(Source data)
=== Begin Enclosure ===
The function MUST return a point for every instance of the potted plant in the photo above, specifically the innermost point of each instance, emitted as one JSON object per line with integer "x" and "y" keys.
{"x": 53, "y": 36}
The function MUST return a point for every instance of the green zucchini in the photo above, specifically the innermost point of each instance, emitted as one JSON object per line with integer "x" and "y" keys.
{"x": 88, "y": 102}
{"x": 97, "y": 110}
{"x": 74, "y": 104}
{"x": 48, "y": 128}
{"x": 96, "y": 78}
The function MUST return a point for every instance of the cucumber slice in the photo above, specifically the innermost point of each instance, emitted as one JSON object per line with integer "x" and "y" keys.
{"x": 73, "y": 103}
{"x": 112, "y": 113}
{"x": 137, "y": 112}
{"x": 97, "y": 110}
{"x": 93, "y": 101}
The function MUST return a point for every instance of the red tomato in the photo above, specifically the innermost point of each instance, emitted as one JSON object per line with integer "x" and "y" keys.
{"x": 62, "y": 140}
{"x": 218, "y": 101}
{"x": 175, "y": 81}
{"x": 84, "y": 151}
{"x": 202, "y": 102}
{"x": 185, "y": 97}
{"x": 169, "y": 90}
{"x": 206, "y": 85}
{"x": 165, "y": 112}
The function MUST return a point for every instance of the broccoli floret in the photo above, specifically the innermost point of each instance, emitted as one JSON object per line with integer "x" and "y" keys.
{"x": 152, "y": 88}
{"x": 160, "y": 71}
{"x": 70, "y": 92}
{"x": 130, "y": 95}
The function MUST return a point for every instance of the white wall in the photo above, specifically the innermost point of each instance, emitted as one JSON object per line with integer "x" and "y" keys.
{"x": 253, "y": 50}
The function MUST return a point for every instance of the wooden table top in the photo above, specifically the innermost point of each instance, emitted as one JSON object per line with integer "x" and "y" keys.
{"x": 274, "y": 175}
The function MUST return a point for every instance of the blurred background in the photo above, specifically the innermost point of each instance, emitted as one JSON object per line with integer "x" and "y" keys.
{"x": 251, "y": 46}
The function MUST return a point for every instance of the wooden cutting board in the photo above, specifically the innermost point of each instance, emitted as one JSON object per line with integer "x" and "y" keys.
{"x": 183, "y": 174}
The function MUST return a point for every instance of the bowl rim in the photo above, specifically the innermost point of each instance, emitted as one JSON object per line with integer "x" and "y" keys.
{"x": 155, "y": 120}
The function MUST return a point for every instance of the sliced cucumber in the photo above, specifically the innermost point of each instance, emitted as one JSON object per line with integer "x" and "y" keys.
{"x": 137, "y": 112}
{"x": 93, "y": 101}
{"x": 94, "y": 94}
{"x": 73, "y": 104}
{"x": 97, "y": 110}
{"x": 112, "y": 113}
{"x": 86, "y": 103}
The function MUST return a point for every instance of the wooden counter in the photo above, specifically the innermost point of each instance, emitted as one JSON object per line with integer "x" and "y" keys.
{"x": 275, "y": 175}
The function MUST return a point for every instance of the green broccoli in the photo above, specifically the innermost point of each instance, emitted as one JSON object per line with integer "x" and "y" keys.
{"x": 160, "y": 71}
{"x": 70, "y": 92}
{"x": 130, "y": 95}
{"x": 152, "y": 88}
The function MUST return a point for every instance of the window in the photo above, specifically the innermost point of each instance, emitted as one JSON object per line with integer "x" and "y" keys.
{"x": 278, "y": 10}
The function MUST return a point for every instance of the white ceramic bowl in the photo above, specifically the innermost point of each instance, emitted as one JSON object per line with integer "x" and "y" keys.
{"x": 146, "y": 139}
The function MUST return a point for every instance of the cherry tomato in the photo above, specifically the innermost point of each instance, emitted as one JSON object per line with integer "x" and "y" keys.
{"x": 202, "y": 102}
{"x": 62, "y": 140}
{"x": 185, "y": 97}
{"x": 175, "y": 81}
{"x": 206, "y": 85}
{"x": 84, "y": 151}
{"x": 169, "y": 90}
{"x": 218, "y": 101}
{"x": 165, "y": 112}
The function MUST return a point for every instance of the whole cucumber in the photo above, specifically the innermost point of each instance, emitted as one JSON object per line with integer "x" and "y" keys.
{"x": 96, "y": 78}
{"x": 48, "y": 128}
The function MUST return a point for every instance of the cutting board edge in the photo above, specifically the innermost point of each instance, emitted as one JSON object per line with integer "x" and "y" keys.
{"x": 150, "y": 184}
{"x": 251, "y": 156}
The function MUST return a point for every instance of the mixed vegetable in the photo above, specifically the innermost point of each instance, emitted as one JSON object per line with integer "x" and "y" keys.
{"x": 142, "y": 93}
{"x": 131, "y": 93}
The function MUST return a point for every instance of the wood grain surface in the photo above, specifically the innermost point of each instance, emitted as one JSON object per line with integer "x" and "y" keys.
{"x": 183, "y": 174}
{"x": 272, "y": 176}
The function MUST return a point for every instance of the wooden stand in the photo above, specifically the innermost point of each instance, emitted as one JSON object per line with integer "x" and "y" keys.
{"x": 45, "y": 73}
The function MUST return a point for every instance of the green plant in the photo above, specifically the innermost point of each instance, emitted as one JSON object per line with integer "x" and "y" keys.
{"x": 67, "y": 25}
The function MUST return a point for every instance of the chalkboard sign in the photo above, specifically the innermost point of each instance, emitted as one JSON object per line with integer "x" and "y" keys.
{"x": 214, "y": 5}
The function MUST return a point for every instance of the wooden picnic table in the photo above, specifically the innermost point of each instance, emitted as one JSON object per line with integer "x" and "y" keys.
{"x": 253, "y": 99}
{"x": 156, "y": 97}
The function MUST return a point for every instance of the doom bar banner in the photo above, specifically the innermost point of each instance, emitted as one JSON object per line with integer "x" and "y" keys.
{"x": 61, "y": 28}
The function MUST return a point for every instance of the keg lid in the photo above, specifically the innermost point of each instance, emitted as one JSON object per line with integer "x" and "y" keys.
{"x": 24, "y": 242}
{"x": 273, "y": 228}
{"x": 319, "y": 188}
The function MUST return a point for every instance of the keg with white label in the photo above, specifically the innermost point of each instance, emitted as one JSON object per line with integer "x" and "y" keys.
=== End Enclosure ===
§ **Task statement**:
Each line of the data is to be transcribed exactly.

§ **Answer to the problem**:
The function MUST return a point for every instance of the potted plant in the photo above, specifically the innermost point of each instance, emitted as one JSON object per line with integer "x" and "y" keys.
{"x": 53, "y": 36}
The function MUST return a point for every instance of the green zucchini in the photo above, specifically the innermost point of each instance, emitted as one JSON object per line with integer "x" and "y" keys.
{"x": 88, "y": 102}
{"x": 97, "y": 110}
{"x": 74, "y": 104}
{"x": 48, "y": 128}
{"x": 96, "y": 78}
The function MUST return a point for every instance of the cucumber slice in the photo above, specifically the innermost point of each instance, emitted as one JSON object per line with integer "x" and "y" keys.
{"x": 73, "y": 103}
{"x": 112, "y": 113}
{"x": 137, "y": 112}
{"x": 97, "y": 110}
{"x": 93, "y": 101}
The function MUST return a point for every instance of the red tomato in the photo above, specifically the innermost point of each instance, emitted as one JSON object per line with integer "x" and "y" keys.
{"x": 62, "y": 140}
{"x": 218, "y": 101}
{"x": 175, "y": 81}
{"x": 84, "y": 151}
{"x": 202, "y": 102}
{"x": 185, "y": 97}
{"x": 169, "y": 90}
{"x": 206, "y": 85}
{"x": 165, "y": 112}
The function MUST return a point for every instance of the broccoli floret in the photo above, specifically the innermost point of each instance, emitted as one JSON object per line with integer "x" and "y" keys.
{"x": 152, "y": 88}
{"x": 160, "y": 71}
{"x": 70, "y": 92}
{"x": 130, "y": 95}
The function MUST return a point for every instance of the white wall in the photo above, specifically the innermost point of each instance, emitted as one JSON object per line with integer "x" and "y" keys.
{"x": 253, "y": 50}
The function MUST return a point for every instance of the wooden table top in the photo above, specifically the innermost point of each instance, emitted as one JSON object per line with integer "x" and "y" keys.
{"x": 274, "y": 175}
The function MUST return a point for every instance of the blurred background in the photo above, specifically the innermost point of each instance, emitted as one JSON object per line with integer "x" and "y" keys.
{"x": 251, "y": 46}
The function MUST return a point for every instance of the wooden cutting board in the photo above, specifically the innermost point of each instance, emitted as one JSON object per line with integer "x" and "y" keys.
{"x": 183, "y": 174}
The function MUST return a point for every instance of the bowl rim in the photo above, specifically the innermost point of each instance, emitted as one JSON object per line with integer "x" and "y" keys.
{"x": 155, "y": 120}
The function MUST return a point for every instance of the sliced cucumber in the photo above, specifically the innermost point of each instance, emitted as one JSON object per line with integer "x" and "y" keys.
{"x": 137, "y": 112}
{"x": 93, "y": 101}
{"x": 94, "y": 94}
{"x": 73, "y": 104}
{"x": 97, "y": 110}
{"x": 112, "y": 113}
{"x": 86, "y": 103}
The function MUST return a point for every instance of the wooden counter in the photo above, specifically the innermost point of each instance, emitted as one JSON object per line with integer "x" and "y" keys.
{"x": 275, "y": 175}
The function MUST return a point for every instance of the green broccoli in the photo above, specifically the innermost point of each instance, emitted as one JSON object per line with integer "x" and "y" keys.
{"x": 160, "y": 71}
{"x": 70, "y": 92}
{"x": 130, "y": 95}
{"x": 152, "y": 88}
The function MUST return a point for every instance of the window in the photo above, specifically the innermost point of each instance, emitted as one JSON object per line with integer "x" and "y" keys.
{"x": 278, "y": 10}
The function MUST return a point for every instance of the white ceramic bowl in the photo above, specifically the innermost point of each instance, emitted as one JSON object per line with integer "x" and "y" keys.
{"x": 146, "y": 139}
The function MUST return a point for every instance of the cherry tomato in the photo above, specifically the innermost point of each instance, emitted as one JSON object per line with integer "x" and "y" keys.
{"x": 202, "y": 102}
{"x": 62, "y": 140}
{"x": 185, "y": 97}
{"x": 175, "y": 81}
{"x": 206, "y": 85}
{"x": 84, "y": 151}
{"x": 169, "y": 90}
{"x": 218, "y": 101}
{"x": 165, "y": 112}
The function MUST return a point for every instance of the whole cucumber in the photo above, specifically the innermost point of each instance, emitted as one JSON object per line with integer "x" and "y" keys.
{"x": 96, "y": 78}
{"x": 48, "y": 128}
The function MUST return a point for every instance of the cutting board edge in the photo above, specifically the innermost point of each instance, emitted as one JSON object per line with integer "x" and "y" keys.
{"x": 150, "y": 184}
{"x": 251, "y": 156}
The function MUST return a point for every instance of the mixed vegetable in the photo above, specifically the innermost point of each instance, emitted as one JSON object per line with integer "x" and "y" keys.
{"x": 142, "y": 93}
{"x": 131, "y": 93}
The function MUST return a point for every instance of the wood grain surface in the photo above, specifically the innermost point of each instance, emitted as one JSON object per line with integer "x" and "y" keys.
{"x": 183, "y": 174}
{"x": 272, "y": 176}
The function MUST return a point for every instance of the wooden stand in the photo above, specifically the innermost point of each instance, emitted as one JSON object per line with integer "x" and "y" keys.
{"x": 45, "y": 73}
The function MUST return a point for every instance of the green plant in the photo above, specifically the innermost point of each instance, emitted as one JSON object per line with integer "x" and "y" keys.
{"x": 67, "y": 25}
The function MUST return a point for every instance of the chalkboard sign in the photo above, specifically the innermost point of each instance, emitted as one JSON object per line with integer "x" and "y" keys.
{"x": 214, "y": 5}
The function MUST return a point for every instance of the wooden picnic table in the photo above, specifically the innermost point of each instance, emitted as one JSON object per line with integer "x" and "y" keys.
{"x": 253, "y": 99}
{"x": 156, "y": 97}
The function MUST return a point for every instance of the doom bar banner in the photo above, specifically the innermost point of each instance, emitted as one JSON object per line with integer "x" and "y" keys.
{"x": 61, "y": 28}
The function MUST return a point for every instance of the keg lid in the photo above, specifically the innermost point of each instance, emitted as one JSON object per line with integer "x" and "y" keys.
{"x": 24, "y": 242}
{"x": 273, "y": 228}
{"x": 319, "y": 188}
The function MUST return a point for every instance of the keg with white label in the photo above, specifically the innermost point of each instance, emitted as one JSON object per line with integer "x" and "y" keys.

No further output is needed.